[Saved data entries]
====

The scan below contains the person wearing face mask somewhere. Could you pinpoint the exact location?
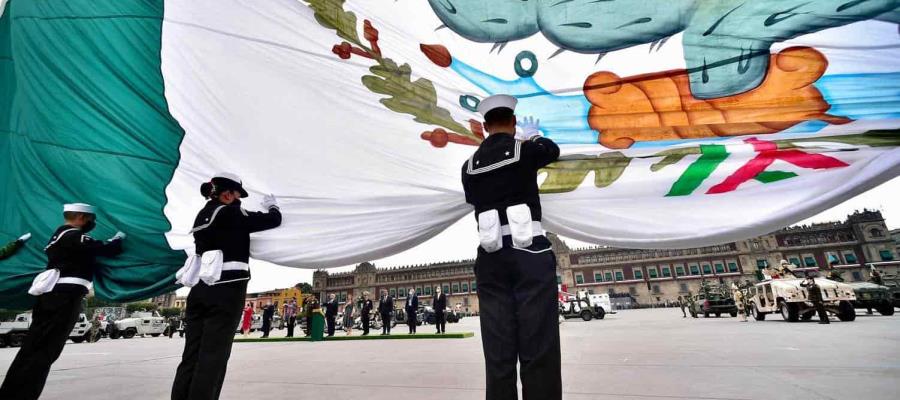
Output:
[0,203,125,400]
[172,173,281,400]
[432,286,447,334]
[404,289,419,335]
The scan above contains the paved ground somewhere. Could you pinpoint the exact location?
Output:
[0,309,900,400]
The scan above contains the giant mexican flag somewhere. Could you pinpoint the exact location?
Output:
[0,0,900,306]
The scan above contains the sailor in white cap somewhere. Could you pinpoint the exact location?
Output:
[0,203,125,400]
[0,233,31,260]
[462,95,562,400]
[172,173,281,400]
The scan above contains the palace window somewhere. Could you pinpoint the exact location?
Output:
[728,261,738,272]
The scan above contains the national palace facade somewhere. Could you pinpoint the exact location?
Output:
[313,210,900,312]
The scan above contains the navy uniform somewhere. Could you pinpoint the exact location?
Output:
[360,297,372,336]
[462,95,562,400]
[0,203,125,400]
[432,293,447,333]
[172,173,281,400]
[378,294,394,335]
[404,294,419,334]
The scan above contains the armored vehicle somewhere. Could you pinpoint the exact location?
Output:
[749,278,856,322]
[848,282,894,315]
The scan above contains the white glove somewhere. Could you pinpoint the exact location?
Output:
[260,194,278,210]
[516,117,541,140]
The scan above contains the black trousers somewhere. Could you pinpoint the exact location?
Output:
[262,318,272,337]
[434,311,447,333]
[475,236,562,400]
[172,281,247,400]
[406,310,418,333]
[0,290,86,400]
[381,313,391,335]
[325,315,334,336]
[287,317,297,337]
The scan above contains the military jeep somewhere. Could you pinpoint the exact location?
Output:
[848,282,894,315]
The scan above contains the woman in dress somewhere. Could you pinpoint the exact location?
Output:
[241,303,253,338]
[341,296,355,336]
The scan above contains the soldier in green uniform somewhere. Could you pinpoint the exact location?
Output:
[685,291,697,318]
[825,259,844,282]
[800,274,831,324]
[0,233,31,260]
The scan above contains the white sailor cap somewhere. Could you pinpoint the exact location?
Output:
[63,203,96,214]
[478,94,519,115]
[212,172,249,197]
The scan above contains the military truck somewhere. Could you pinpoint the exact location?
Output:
[749,278,856,322]
[847,282,894,315]
[0,312,91,348]
[110,311,167,339]
[691,281,737,318]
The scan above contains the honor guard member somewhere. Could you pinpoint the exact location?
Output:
[172,173,281,400]
[462,95,562,400]
[0,203,125,400]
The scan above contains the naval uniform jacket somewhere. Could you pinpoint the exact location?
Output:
[462,133,559,225]
[191,200,281,283]
[44,225,122,293]
[433,293,447,312]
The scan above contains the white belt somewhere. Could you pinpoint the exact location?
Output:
[500,221,544,236]
[222,261,250,271]
[56,277,91,290]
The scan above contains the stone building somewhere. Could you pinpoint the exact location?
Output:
[313,210,900,312]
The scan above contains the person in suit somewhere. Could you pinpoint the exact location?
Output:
[404,289,419,335]
[325,293,338,336]
[432,286,447,333]
[360,292,372,336]
[262,304,275,338]
[378,289,394,335]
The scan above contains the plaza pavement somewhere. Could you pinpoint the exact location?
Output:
[0,309,900,400]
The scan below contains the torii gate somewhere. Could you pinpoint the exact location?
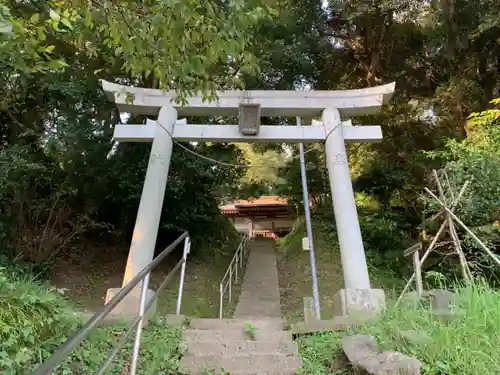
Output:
[102,81,395,314]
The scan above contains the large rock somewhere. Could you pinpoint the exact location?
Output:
[342,335,422,375]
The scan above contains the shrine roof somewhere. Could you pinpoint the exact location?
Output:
[220,196,288,214]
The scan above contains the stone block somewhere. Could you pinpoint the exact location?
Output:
[398,329,431,345]
[342,335,379,366]
[360,352,422,375]
[335,289,385,316]
[432,309,457,323]
[342,335,422,375]
[401,291,429,306]
[106,288,157,320]
[429,289,456,310]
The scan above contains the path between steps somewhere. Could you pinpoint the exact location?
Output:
[181,239,300,375]
[234,239,281,318]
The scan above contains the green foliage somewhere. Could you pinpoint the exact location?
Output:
[426,100,500,282]
[300,284,500,375]
[0,267,182,375]
[0,267,78,375]
[245,322,259,341]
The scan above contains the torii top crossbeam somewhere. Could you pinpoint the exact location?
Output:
[102,81,395,117]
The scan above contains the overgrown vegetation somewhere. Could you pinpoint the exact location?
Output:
[0,268,182,375]
[0,0,500,373]
[300,283,500,375]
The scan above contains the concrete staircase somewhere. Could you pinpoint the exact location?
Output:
[181,240,300,375]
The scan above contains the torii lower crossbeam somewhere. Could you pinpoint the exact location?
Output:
[114,120,382,143]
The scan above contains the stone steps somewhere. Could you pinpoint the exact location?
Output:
[189,318,284,331]
[187,341,298,357]
[181,354,300,375]
[180,240,300,375]
[184,328,292,343]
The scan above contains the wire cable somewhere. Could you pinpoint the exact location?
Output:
[156,120,324,169]
[155,120,342,169]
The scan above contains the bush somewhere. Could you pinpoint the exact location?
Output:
[301,283,500,375]
[0,267,182,375]
[0,267,79,375]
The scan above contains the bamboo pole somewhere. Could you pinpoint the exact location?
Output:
[425,188,500,266]
[396,180,470,306]
[432,169,471,283]
[413,250,424,297]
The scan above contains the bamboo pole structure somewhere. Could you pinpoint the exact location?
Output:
[396,180,471,305]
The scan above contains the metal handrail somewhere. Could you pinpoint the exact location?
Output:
[32,232,191,375]
[219,233,250,319]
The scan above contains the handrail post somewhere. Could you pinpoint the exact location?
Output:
[130,271,151,375]
[175,237,191,315]
[234,247,240,282]
[229,265,233,305]
[219,282,224,319]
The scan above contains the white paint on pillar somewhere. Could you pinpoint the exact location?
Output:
[123,106,177,286]
[322,108,370,289]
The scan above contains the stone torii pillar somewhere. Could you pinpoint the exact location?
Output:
[102,81,394,315]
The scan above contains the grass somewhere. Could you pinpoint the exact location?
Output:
[278,220,404,323]
[53,242,237,318]
[0,268,182,375]
[300,283,500,375]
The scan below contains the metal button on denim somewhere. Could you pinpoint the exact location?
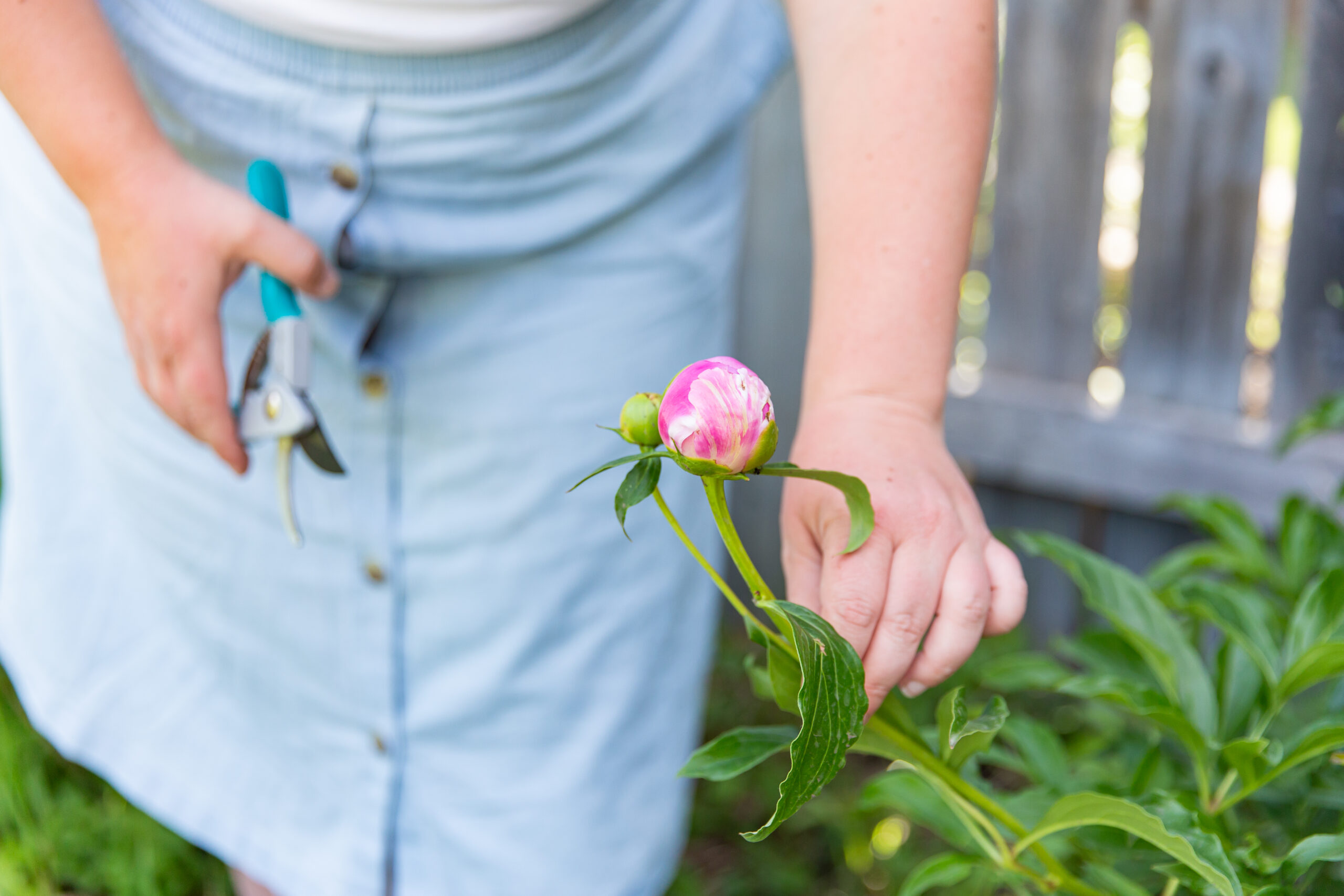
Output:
[359,371,387,399]
[331,163,359,189]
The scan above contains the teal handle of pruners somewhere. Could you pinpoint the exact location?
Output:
[247,159,302,324]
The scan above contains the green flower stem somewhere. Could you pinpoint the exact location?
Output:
[700,476,793,602]
[653,488,793,651]
[868,713,1106,896]
[1204,768,1236,814]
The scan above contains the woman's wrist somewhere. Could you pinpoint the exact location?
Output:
[799,384,943,430]
[77,140,187,228]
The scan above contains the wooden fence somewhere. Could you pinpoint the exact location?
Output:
[734,0,1344,637]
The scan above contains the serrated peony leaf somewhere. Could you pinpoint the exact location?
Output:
[742,600,868,842]
[677,725,799,781]
[615,458,663,539]
[976,650,1071,693]
[857,771,979,853]
[1284,833,1344,881]
[1282,570,1344,668]
[1159,494,1278,579]
[1059,676,1217,790]
[766,642,802,716]
[897,853,981,896]
[1258,719,1344,786]
[742,653,774,702]
[757,463,874,553]
[1016,532,1217,737]
[1013,793,1242,896]
[1176,577,1281,684]
[1144,793,1241,889]
[938,685,1008,768]
[1003,716,1078,793]
[1274,641,1344,702]
[1217,641,1266,737]
[1223,737,1282,787]
[569,451,676,492]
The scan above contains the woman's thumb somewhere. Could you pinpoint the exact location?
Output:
[238,207,340,298]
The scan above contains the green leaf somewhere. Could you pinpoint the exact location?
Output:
[766,642,802,716]
[938,685,1008,768]
[1274,641,1344,702]
[1003,716,1077,793]
[1217,641,1265,737]
[677,725,799,781]
[1223,737,1284,788]
[897,853,980,896]
[742,653,774,702]
[1144,794,1241,889]
[1284,833,1344,880]
[857,771,979,853]
[1176,577,1281,684]
[615,458,663,539]
[1013,793,1242,896]
[1145,541,1263,588]
[1278,392,1344,454]
[1083,865,1152,896]
[976,650,1071,693]
[1284,570,1344,666]
[1159,494,1275,577]
[1016,532,1217,737]
[1259,719,1344,786]
[1059,676,1215,791]
[742,600,868,842]
[757,463,874,553]
[569,451,676,492]
[1278,494,1344,594]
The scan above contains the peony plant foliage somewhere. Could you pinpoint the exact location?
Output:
[575,357,1344,896]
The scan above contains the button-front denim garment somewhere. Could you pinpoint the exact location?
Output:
[0,0,786,896]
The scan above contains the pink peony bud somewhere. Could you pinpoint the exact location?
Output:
[658,357,780,476]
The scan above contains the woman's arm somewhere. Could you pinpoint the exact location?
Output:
[0,0,338,473]
[781,0,1027,708]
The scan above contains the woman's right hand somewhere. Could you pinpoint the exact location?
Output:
[85,149,340,473]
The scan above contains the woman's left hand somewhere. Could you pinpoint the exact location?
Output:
[781,395,1027,713]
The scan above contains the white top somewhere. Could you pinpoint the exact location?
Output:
[198,0,602,54]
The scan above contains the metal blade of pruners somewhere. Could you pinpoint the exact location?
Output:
[237,160,345,545]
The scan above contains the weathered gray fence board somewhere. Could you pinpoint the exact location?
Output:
[946,372,1344,526]
[985,0,1129,383]
[1273,0,1344,420]
[1122,0,1284,411]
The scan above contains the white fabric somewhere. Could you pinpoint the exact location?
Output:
[196,0,602,54]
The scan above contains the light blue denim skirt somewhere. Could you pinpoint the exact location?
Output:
[0,0,786,896]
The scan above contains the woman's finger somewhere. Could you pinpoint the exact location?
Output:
[863,536,951,712]
[237,207,340,298]
[780,497,821,614]
[985,539,1027,634]
[820,526,892,666]
[900,541,989,697]
[173,320,247,474]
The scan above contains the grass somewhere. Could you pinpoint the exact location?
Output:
[0,620,951,896]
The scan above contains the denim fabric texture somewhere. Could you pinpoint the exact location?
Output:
[0,0,786,896]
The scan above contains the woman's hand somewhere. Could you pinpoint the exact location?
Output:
[781,395,1027,712]
[85,151,339,473]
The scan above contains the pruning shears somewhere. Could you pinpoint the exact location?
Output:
[235,159,345,547]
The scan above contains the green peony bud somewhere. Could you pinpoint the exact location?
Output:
[621,392,663,447]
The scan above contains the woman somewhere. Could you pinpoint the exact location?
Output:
[0,0,1025,896]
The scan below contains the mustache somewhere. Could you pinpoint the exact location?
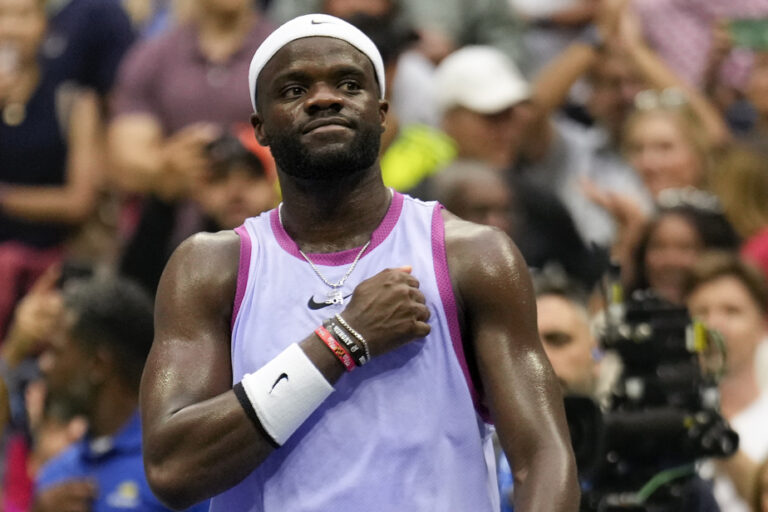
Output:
[301,113,355,133]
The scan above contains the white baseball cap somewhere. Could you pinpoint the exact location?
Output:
[248,14,384,111]
[435,46,530,114]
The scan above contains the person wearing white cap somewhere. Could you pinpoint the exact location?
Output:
[141,15,579,512]
[435,46,530,169]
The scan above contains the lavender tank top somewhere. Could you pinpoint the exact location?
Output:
[210,192,499,512]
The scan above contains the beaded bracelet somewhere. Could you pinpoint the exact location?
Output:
[334,313,371,361]
[323,318,368,366]
[315,326,355,372]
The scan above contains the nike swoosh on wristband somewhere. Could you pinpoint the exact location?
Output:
[307,293,352,310]
[269,373,288,394]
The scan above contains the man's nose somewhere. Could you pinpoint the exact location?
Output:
[304,83,343,112]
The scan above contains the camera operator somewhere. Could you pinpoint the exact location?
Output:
[685,252,768,512]
[536,283,600,396]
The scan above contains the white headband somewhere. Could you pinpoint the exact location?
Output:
[248,14,384,112]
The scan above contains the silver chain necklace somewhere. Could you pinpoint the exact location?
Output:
[277,203,371,304]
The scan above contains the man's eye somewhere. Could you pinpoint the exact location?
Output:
[541,331,572,347]
[341,80,361,91]
[283,85,304,98]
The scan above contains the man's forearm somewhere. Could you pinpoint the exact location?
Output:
[513,441,581,512]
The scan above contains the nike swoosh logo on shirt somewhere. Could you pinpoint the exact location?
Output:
[307,293,352,310]
[269,373,288,393]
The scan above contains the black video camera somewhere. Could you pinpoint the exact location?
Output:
[566,293,738,512]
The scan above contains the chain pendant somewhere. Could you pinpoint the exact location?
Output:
[325,288,344,305]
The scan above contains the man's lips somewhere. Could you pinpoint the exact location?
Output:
[302,117,351,134]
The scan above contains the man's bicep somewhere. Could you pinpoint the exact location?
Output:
[107,112,164,192]
[142,232,239,421]
[462,234,564,456]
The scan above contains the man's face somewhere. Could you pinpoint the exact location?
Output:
[746,53,768,118]
[442,105,524,169]
[688,276,766,373]
[644,213,702,304]
[200,0,253,16]
[198,165,277,229]
[536,295,598,395]
[587,55,645,140]
[40,311,96,412]
[252,37,388,180]
[0,0,45,67]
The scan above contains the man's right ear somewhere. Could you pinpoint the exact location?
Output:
[251,112,269,146]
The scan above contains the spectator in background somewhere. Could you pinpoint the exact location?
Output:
[633,0,768,86]
[269,0,522,64]
[196,135,277,231]
[0,0,101,337]
[42,0,134,99]
[34,278,208,512]
[711,147,768,282]
[428,160,607,288]
[744,50,768,145]
[752,459,768,512]
[622,199,739,304]
[508,0,602,76]
[108,0,272,291]
[519,2,728,247]
[536,285,600,396]
[684,253,768,512]
[270,0,524,128]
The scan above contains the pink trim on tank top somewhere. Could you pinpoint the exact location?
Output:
[269,190,403,267]
[432,203,491,423]
[230,224,251,329]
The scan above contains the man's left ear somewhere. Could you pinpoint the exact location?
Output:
[251,112,269,147]
[88,347,115,384]
[379,100,389,132]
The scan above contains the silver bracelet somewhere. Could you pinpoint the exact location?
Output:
[334,313,371,361]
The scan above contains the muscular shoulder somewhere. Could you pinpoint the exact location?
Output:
[443,208,531,309]
[158,231,240,314]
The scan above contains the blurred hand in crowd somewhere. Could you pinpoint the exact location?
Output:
[536,294,599,396]
[580,178,648,272]
[33,479,97,512]
[2,265,64,367]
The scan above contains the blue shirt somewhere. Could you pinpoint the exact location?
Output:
[35,413,208,512]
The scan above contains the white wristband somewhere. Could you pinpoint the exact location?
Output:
[240,343,333,445]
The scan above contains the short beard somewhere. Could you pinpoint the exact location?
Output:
[269,123,381,181]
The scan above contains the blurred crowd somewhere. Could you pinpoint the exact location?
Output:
[0,0,768,512]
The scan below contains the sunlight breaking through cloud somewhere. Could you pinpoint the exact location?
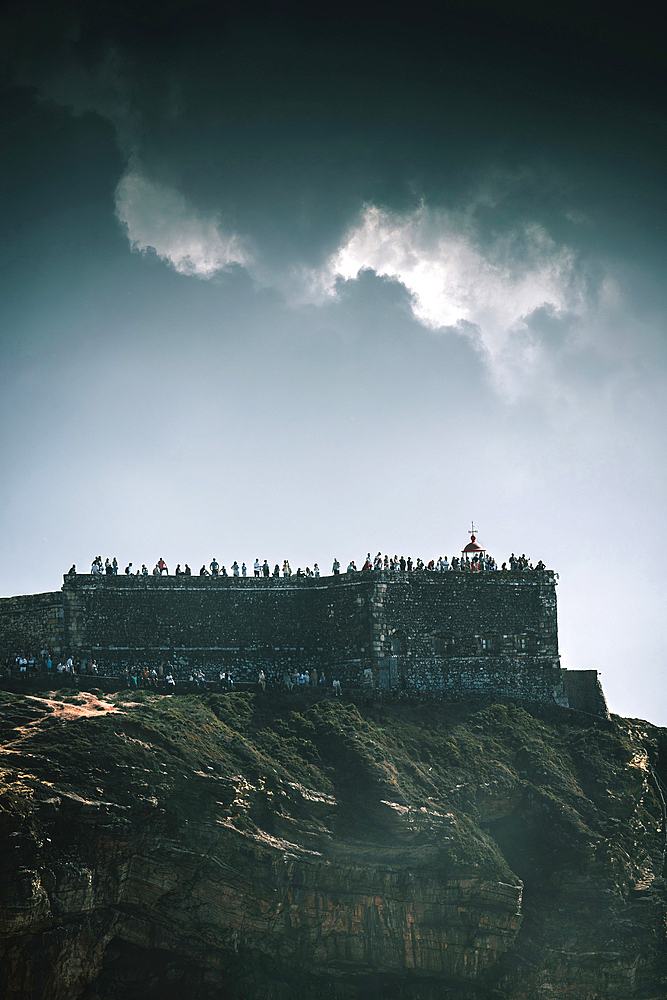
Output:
[306,204,585,394]
[116,168,252,278]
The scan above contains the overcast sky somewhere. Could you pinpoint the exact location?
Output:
[0,0,667,725]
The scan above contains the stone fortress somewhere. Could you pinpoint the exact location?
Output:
[0,532,608,716]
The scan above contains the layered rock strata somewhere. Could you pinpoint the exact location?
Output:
[0,692,667,1000]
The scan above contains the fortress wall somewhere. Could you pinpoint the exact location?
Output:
[376,571,558,658]
[0,592,64,663]
[373,571,567,704]
[0,571,606,714]
[63,575,376,680]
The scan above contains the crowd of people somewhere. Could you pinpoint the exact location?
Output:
[74,551,546,579]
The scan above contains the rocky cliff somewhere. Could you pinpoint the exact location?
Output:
[0,691,667,1000]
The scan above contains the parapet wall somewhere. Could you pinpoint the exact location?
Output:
[0,591,66,663]
[0,570,608,707]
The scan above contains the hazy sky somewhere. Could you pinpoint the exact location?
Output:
[0,0,667,725]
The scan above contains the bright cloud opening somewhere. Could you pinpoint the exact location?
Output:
[116,168,252,278]
[307,205,585,394]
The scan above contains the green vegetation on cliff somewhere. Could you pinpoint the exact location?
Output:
[0,690,667,1000]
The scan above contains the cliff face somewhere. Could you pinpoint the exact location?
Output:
[0,692,667,1000]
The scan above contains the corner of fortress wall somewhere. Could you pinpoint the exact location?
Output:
[0,570,607,715]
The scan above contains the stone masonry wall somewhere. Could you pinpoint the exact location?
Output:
[0,570,606,714]
[0,593,64,663]
[63,576,370,682]
[374,571,567,705]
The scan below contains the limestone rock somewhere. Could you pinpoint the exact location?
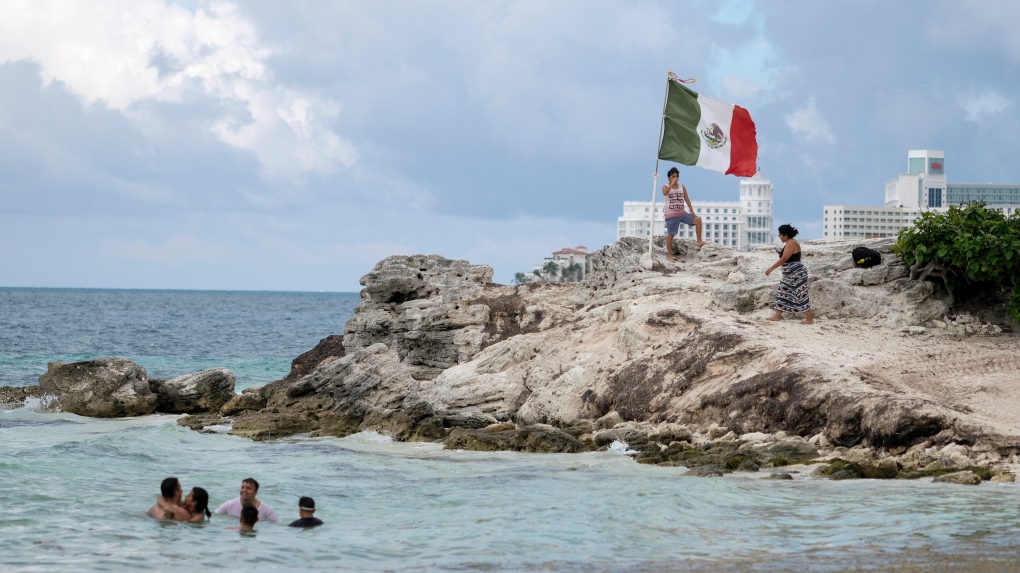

====

How many lines in the rows above contain the string "person"? Give only the number.

* **Answer**:
3